§ **Your tasks**
1/ Please rewrite the stretch of the posse column from "Man, there goes" through "affrays and routs.", substituting "reputation" for "street cred".
2/ Pull out every line of the records that contains the string "clear", matching case exactly.

§ **Document section**
(begin)

After filling out an application, passing a background check, smiling for the official photograph (such a rookie move: I should have scowled), I finally was granted membership into the Hamilton County Posse.
My official posse card arrived in the mail earlier this summer. I carry it in my wallet, next to my library card. Looks great, except for one thing.
My posse card identifies me as Dick.
Dick Cook, not David Cook. (Talk about a Freudian slip.)
Man, there goes my entire street cred, which was already about as thin as Kate Moss. Regardless -- Dick, David or Dudley-Do-Right — I now join more than 70 other county citizens in an organization given power by an 1858 Tennessee law to stop "affrays, riots, routs, unlawful assemblies, insurrections or other breaches of peace."
I volunteer to handle all affrays and routs.
The county posse was reinstituted under Sheriff Jim Hammond, which means something about this man.
On Thursday, the sheriff, wearing a white shirt, red tie and houndstooth blazer, came to the Times Free Press newsroom to meet with editors, editorial writers, reporters and posse-columnists. Coming to the newspaper was his idea. That means something, too.
The recent narrative for our county sheriff has been less than favorable.
He's been accused of favoritism and nepotism, hiring his son as webmaster, making calls on behalf of a former employee who'd been arrested, commissioning special deputies and posses.
He's had budget issues: Spending more than he's budgeted and, most recently, not providing the full amount of school resource officers the County Commission approved for him to use in schools.
"My budget is woefully underfunded," he said Thursday.
In each case, Hammond defended himself. He's given a budget to manage (how he does so is up to him, he said) and rising food and gas prices, a shortage of federal prisoners (paid for with extra federal dollars to the sheriff's office) and plenty of overtime pay make him reroute funding from one area to another, he said.

(end)

(Collected data)
(begin)

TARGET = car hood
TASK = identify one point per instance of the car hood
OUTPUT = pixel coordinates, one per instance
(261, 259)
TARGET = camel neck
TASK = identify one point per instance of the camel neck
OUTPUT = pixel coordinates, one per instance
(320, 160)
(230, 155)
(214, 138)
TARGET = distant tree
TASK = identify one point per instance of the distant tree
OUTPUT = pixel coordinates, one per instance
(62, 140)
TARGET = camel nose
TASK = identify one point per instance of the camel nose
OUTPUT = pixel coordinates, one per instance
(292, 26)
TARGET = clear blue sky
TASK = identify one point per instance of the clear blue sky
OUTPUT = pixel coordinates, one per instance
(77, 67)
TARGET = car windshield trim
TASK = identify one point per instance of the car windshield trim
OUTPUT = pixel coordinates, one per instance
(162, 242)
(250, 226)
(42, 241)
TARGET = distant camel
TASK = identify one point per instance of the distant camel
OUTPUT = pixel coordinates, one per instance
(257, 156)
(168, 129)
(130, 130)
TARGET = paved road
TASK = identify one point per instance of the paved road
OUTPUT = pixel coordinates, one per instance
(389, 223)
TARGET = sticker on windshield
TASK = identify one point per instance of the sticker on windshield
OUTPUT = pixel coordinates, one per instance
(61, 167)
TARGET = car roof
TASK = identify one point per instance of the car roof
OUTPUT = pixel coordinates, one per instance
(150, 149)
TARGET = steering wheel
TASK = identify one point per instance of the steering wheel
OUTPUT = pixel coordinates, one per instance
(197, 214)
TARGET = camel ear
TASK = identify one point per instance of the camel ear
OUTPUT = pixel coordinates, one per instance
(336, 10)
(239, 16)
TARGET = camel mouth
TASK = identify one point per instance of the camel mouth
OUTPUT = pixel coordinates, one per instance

(end)

§ **Solutions by task**
1/
Man, there goes my entire reputation, which was already about as thin as Kate Moss. Regardless -- Dick, David or Dudley-Do-Right — I now join more than 70 other county citizens in an organization given power by an 1858 Tennessee law to stop "affrays, riots, routs, unlawful assemblies, insurrections or other breaches of peace."
I volunteer to handle all affrays and routs.

2/
TARGET = clear blue sky
TASK = identify one point per instance of the clear blue sky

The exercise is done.